** start of EXERCISE INPUTS **

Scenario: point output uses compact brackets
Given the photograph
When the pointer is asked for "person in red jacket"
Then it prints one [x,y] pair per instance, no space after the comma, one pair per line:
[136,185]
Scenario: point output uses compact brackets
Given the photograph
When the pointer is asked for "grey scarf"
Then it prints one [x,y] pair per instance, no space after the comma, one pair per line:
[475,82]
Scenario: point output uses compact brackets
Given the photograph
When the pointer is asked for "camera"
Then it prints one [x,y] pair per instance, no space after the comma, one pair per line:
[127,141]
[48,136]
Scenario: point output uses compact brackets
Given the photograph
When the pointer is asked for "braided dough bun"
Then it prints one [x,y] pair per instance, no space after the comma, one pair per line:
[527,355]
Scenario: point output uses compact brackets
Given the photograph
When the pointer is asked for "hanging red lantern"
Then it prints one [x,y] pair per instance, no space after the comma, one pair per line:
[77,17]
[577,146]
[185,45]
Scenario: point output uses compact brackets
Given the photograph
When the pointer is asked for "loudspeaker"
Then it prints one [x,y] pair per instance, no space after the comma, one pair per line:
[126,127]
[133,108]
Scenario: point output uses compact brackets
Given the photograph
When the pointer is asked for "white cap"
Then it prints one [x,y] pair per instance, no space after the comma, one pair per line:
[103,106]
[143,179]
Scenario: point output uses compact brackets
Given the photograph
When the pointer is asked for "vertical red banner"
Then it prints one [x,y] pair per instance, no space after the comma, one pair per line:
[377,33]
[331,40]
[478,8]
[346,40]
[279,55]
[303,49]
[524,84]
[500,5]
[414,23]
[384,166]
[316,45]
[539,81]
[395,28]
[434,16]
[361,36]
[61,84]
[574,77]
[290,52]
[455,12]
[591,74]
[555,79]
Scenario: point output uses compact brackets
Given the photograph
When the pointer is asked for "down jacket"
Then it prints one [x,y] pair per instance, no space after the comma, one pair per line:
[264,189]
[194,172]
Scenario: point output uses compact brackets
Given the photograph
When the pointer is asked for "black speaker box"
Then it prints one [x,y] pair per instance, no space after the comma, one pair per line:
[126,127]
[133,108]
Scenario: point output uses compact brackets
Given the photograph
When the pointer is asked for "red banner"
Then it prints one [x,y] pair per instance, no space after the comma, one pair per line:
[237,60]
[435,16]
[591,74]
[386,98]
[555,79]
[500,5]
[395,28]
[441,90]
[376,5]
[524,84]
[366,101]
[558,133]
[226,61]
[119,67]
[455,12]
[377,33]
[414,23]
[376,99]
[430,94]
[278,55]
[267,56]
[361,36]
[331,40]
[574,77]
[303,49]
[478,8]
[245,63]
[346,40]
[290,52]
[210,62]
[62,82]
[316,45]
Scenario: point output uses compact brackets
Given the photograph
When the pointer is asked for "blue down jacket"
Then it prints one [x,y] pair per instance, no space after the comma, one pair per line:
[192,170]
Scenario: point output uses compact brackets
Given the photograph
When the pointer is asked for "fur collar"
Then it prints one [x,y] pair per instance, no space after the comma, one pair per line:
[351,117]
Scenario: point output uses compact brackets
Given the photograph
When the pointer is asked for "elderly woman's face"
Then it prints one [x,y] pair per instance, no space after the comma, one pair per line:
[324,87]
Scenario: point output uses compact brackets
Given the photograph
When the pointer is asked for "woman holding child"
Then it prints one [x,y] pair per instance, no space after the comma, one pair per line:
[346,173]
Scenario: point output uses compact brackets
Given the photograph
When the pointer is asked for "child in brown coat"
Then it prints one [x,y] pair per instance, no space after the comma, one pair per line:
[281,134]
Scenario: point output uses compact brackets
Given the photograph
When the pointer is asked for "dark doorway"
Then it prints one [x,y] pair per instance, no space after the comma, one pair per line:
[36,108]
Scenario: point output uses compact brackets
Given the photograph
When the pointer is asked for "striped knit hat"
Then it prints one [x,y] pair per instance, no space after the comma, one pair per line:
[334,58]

** end of EXERCISE INPUTS **

Copy every record exactly as presented.

Scenario: point output uses compact brackets
Given the photograph
When the pointer is asked for "person in red jacket"
Then it prints one [x,y] pair per instance, no space after the comma, one pair per line:
[136,185]
Scenario: point output uses compact brackets
Given the photograph
When the pointer is asked for "grey scarf"
Then it prints one [x,y] pair per instance, no space after the comma, one pair per line:
[475,82]
Scenario: point output uses compact brackets
Given the photograph
When the pointer is asked for "camera"
Then it prints one [x,y] pair per instance, no space after the comma, one pair per line:
[127,141]
[48,136]
Scenario: point output uses compact brackets
Given the photograph
When the pointer is asked for "braided dough bun"
Then it prints one [x,y] pair per instance, no space after the comma, one pair per line:
[527,355]
Scenario: point output uses compact brackets
Given the photograph
When the pointer is asked for "hanging red lantern"
Then it prints one [x,y] pair per instance, no space after the comma, one pair per line:
[77,17]
[577,146]
[185,45]
Scenario: point output uses compact brackets
Given the photograph
When the pointer is asked for "loudspeaker"
Then it prints one [x,y] pair per instance, no space after the comma, one pair per line:
[126,127]
[133,108]
Scenario: point output uses compact brackets
Given the photograph
When the pointer is asked for "white cap"
Then it prints one [x,y] pair per instance, no space after the comma, one pair per line:
[103,106]
[143,179]
Scenario: point output uses compact brackets
Given the photograph
When the pointer is asked for "vertical red banner"
Then it prints one [x,y] pair per instance, no space after the comma, one pair per line:
[377,33]
[331,40]
[478,8]
[346,40]
[279,55]
[303,49]
[524,84]
[500,5]
[414,23]
[384,166]
[316,45]
[539,81]
[395,28]
[434,16]
[361,36]
[61,84]
[574,77]
[290,52]
[455,12]
[591,74]
[555,79]
Scenario: point output uses compact brackets
Given the photograph
When the pointer is asked for "down jacket"
Then it prints one [x,y] pair per instance, no space after the comma, one pair per line:
[264,189]
[194,172]
Scenario: point output uses compact brackets
Given the photograph
When the pointer is asked for "black speaker box"
Then it prints one [x,y] pair per instance, no space after the comma, one pair per line:
[126,127]
[133,108]
Scenario: point output uses compact brackets
Given the photograph
When the pointer is asked for "red banner"
Then it prints one [x,y] pair per instance, no space after the comma, one pair per line:
[237,60]
[435,16]
[591,74]
[386,98]
[555,79]
[500,5]
[395,28]
[441,90]
[376,5]
[524,84]
[366,101]
[558,133]
[226,61]
[119,67]
[455,12]
[377,33]
[414,23]
[376,99]
[430,94]
[278,55]
[267,56]
[361,36]
[331,40]
[574,77]
[303,49]
[478,8]
[245,63]
[346,40]
[290,52]
[210,62]
[62,82]
[316,45]
Scenario: point output uses compact brackets
Given the photograph
When the pointer is asked for "blue down jacket"
Then it prints one [x,y] pair per instance, no space after the comma, one pair per line:
[192,170]
Scenario: point output uses compact brackets
Given the photograph
When the pointer is asked for "fur collar"
Then it prints one [x,y] pair per instance, no space after the comma, one pair per line:
[351,117]
Scenario: point output uses compact brackets
Given the photograph
When the pointer is asked for "elderly woman's face"
Then it prints one [x,y] pair per instance, no space after the comma, one pair per line:
[324,87]
Scenario: point output uses compact brackets
Given the photograph
When the pointer is asked for "woman holding child"
Then it prints one [x,y] pair per instance, no space after the comma, one pair per line:
[346,173]
Scenario: point output uses compact brackets
Given the photograph
When the pointer is asked for "child in brown coat"
Then it prints one [x,y] pair per instance, no space after the comma, one pair per line:
[281,134]
Scenario: point output uses compact brackets
Given the photograph
When the pointer is asked for "dark doorway"
Then it prints one [x,y] pair per instance, no space after the comma, one pair per line:
[36,108]
Scenario: point output uses compact brackets
Given the photograph
When the pointer is asked for "striped knit hat"
Then it prints one [x,y] pair per instance, no space after the comma, one pair per line:
[334,58]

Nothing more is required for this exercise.